TAREFAS A CUMPRIR –
1 - No texto sobre teatro de bonecos, há quantos anos Eduardo Félix se dedica à construção e manipulação de marionetes?
2 - Por favor, reproduza fielmente o trecho do texto sobre teatro de bonecos entre "Apesar de todo" e "controle de massa.", inclusive.

TRECHO DO DOCUMENTO –
______
BONECOS SEM INGENUIDADE - ESPETÁCULO DE BONECOS COM TEMÁTICA ADULTA

Cia de Teatro Nu no Escuro apresenta o espetáculo Plural - Foto: Layza Vasconcelos

Cia de Teatro Nu no Escuro apresenta o espetáculo Plural – Foto: Layza Vasconcelos


Bonecos sem ingenuidade 

Eduardo Félix fala da difícil missão de quebrar ideias cristalizadas de um teatro que não tem nada de infantil


PUBLICADO EM 27/12/15 - 04h00


Atrasado e ainda meio desnorteado, Eduardo Félix vai respondendo às perguntas sobre sua carreira, seus propósitos com o teatro de bonecos e as dificuldades a se enfrentar no mercado. Há 15 anos se dedicando à construção e manipulação de marionetes, ele se prepara para estrear o próximo espetáculo, ainda sem nome e, agora, também sem texto. “Acabei de ser assaltado há poucos dias e levaram meu computador com a adaptação do próximo trabalho que estreia em março. Vou ter que escrever tudo de novo”, conta com o humor de quem ainda não acreditava no ocorrido.
Apesar de todo o retrabalho, a proposta do espetáculo já está desenhada na cabeça de Eduardo e diz muito dos propósitos do grupo que fundou: o Pigmalião – Escultura que Mexe. A história parte da junção de dois textos. O primeiro é “Alguém”, da bonequeira Conceição Rosière, que discute as máscaras sociais, e “Os Ratos”, inspirado no conto “O Flautista de Hamelin” e no livro “Massa e Poder”, de Elias Canetti, sobre os mecanismos de controle de massa.
______
REGISTROS FORNECIDOS –
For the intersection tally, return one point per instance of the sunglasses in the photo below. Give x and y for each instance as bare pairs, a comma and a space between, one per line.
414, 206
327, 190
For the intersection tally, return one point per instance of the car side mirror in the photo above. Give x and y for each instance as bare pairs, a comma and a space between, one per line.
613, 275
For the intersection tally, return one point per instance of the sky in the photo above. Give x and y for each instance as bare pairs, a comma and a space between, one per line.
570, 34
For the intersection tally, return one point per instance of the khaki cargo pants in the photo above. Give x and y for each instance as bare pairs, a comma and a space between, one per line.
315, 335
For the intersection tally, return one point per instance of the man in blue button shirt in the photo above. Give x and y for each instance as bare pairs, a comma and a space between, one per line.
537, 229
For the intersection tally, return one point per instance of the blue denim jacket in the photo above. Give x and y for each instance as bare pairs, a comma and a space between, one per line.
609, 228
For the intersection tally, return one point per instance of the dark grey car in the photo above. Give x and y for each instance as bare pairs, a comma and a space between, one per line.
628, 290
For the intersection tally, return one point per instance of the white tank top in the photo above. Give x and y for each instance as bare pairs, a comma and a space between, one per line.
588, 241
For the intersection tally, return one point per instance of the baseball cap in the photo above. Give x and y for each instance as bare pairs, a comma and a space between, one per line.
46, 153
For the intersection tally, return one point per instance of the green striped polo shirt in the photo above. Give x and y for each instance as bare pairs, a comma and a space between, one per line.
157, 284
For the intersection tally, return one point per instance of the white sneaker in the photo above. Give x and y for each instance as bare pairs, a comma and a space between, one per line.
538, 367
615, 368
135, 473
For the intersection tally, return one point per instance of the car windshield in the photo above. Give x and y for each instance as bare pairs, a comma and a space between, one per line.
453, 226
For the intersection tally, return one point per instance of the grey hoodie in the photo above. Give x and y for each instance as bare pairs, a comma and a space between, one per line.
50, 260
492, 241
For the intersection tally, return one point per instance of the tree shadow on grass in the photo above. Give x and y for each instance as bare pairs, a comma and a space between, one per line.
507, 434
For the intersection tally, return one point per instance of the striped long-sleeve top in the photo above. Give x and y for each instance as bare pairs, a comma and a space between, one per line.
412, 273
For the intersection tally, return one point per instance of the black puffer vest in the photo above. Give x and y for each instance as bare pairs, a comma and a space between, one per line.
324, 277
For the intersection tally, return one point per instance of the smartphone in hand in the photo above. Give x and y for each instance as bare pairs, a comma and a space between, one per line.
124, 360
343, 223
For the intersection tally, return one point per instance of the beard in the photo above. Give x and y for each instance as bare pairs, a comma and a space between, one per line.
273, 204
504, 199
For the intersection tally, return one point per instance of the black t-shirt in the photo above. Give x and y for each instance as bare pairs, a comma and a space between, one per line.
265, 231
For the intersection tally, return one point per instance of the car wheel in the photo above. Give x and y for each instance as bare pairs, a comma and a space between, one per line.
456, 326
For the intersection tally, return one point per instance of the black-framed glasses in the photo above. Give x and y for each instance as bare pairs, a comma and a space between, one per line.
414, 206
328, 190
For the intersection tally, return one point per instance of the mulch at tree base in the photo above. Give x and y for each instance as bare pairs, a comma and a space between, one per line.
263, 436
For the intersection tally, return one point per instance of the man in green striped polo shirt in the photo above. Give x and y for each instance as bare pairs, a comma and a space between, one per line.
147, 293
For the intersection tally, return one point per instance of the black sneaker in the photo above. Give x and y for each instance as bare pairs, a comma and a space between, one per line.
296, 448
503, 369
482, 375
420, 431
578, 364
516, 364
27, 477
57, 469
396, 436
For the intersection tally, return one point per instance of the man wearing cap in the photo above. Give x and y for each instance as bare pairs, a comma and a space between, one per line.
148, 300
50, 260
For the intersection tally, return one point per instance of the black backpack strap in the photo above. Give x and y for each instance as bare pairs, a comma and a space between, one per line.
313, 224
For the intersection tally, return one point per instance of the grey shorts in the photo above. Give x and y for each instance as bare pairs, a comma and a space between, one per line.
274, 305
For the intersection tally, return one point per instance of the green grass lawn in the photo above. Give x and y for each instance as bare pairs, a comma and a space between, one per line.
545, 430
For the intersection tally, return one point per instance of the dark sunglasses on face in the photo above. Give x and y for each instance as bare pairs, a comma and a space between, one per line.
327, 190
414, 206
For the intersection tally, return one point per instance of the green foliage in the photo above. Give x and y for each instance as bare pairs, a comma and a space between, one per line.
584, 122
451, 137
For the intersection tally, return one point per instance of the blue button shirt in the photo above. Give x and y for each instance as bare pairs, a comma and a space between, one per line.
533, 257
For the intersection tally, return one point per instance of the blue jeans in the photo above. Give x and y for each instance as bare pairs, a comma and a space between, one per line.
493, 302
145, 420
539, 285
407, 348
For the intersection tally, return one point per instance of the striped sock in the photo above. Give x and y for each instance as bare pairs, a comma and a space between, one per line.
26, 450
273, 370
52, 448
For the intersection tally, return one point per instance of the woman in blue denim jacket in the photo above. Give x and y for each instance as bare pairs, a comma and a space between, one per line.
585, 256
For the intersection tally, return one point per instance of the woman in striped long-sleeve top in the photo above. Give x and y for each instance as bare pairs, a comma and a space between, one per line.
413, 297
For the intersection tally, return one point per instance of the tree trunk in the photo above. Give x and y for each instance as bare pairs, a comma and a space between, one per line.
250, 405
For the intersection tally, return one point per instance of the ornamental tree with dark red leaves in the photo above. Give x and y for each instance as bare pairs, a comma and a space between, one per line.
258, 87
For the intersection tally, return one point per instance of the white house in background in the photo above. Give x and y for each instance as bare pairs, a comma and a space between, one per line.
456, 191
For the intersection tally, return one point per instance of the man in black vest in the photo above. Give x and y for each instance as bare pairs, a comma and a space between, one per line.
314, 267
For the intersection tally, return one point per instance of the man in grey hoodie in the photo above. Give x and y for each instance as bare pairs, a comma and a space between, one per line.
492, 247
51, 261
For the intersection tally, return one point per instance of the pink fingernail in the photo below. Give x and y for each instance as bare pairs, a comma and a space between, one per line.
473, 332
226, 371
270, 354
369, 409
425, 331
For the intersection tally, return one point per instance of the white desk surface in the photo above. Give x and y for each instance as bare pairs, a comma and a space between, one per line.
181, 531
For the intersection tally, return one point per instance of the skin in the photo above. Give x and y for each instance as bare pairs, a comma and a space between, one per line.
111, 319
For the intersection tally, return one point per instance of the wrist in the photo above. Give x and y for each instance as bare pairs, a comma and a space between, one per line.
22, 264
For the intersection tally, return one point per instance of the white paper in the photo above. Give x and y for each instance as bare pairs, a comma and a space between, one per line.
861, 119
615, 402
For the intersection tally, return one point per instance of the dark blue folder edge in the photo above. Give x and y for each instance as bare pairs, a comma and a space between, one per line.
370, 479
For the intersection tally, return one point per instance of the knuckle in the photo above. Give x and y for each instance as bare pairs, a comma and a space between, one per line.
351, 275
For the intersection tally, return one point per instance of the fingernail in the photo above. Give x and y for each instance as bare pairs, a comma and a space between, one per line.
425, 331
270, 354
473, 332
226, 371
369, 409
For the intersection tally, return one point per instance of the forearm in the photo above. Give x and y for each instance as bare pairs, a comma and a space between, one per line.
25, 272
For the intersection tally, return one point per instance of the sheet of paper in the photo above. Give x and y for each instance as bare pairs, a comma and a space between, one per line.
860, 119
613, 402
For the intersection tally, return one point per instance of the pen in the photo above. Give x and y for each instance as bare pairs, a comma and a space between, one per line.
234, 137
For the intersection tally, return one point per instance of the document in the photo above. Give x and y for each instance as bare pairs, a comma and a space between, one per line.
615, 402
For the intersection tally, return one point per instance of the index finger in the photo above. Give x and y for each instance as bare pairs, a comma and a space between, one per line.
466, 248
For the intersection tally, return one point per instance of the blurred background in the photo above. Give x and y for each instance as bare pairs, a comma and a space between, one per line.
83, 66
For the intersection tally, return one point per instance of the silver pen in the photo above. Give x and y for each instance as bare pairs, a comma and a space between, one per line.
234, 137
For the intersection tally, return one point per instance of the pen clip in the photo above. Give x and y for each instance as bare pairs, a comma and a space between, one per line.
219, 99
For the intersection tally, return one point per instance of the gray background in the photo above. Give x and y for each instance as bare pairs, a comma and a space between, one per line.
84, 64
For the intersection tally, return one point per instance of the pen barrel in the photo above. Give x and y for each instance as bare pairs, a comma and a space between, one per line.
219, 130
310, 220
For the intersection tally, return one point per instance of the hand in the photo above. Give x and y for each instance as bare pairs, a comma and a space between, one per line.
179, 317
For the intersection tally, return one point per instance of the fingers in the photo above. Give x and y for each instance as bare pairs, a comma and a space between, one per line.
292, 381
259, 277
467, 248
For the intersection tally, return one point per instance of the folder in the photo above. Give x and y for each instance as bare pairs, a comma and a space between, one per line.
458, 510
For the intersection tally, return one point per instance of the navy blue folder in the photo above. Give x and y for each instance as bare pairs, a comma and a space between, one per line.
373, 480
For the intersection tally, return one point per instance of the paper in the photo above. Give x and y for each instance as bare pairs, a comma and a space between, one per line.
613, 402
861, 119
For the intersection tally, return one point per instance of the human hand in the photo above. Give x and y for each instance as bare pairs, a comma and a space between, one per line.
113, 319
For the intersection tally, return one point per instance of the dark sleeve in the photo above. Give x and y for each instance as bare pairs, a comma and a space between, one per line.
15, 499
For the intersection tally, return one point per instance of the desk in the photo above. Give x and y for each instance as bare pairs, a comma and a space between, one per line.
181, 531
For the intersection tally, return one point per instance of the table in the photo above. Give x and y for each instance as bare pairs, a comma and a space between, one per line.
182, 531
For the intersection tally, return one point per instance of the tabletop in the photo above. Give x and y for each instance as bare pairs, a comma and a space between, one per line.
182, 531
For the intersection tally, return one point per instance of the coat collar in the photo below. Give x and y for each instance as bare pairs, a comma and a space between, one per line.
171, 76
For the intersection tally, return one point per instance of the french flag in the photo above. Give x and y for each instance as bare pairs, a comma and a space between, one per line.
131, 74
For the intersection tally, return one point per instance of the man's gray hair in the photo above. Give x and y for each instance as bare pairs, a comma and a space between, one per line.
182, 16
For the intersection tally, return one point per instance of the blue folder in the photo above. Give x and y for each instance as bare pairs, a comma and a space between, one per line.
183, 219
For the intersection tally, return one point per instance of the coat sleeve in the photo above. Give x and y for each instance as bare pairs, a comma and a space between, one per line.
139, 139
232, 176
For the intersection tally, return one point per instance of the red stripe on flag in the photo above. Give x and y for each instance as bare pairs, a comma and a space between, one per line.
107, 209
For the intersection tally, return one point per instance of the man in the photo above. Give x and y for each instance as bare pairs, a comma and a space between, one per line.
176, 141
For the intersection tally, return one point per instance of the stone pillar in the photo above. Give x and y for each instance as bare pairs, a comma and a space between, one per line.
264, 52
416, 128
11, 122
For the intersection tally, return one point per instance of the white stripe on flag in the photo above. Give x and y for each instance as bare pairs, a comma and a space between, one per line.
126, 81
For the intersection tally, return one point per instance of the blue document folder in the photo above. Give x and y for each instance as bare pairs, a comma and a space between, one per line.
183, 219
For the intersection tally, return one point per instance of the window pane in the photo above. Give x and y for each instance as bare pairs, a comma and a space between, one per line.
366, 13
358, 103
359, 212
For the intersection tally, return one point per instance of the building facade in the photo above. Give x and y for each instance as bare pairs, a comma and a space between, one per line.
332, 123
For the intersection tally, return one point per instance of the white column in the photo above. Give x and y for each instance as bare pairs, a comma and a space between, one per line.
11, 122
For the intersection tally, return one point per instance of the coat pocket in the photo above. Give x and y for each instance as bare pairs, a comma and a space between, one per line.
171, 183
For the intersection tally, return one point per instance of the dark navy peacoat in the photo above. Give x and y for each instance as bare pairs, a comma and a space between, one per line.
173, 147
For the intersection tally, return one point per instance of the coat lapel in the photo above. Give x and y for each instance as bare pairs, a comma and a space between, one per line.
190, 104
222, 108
______
RESPOSTAS ABAIXO –
1 - Há 15 anos.

2 -
Apesar de todo o retrabalho, a proposta do espetáculo já está desenhada na cabeça de Eduardo e diz muito dos propósitos do grupo que fundou: o Pigmalião – Escultura que Mexe. A história parte da junção de dois textos. O primeiro é “Alguém”, da bonequeira Conceição Rosière, que discute as máscaras sociais, e “Os Ratos”, inspirado no conto “O Flautista de Hamelin” e no livro “Massa e Poder”, de Elias Canetti, sobre os mecanismos de controle de massa.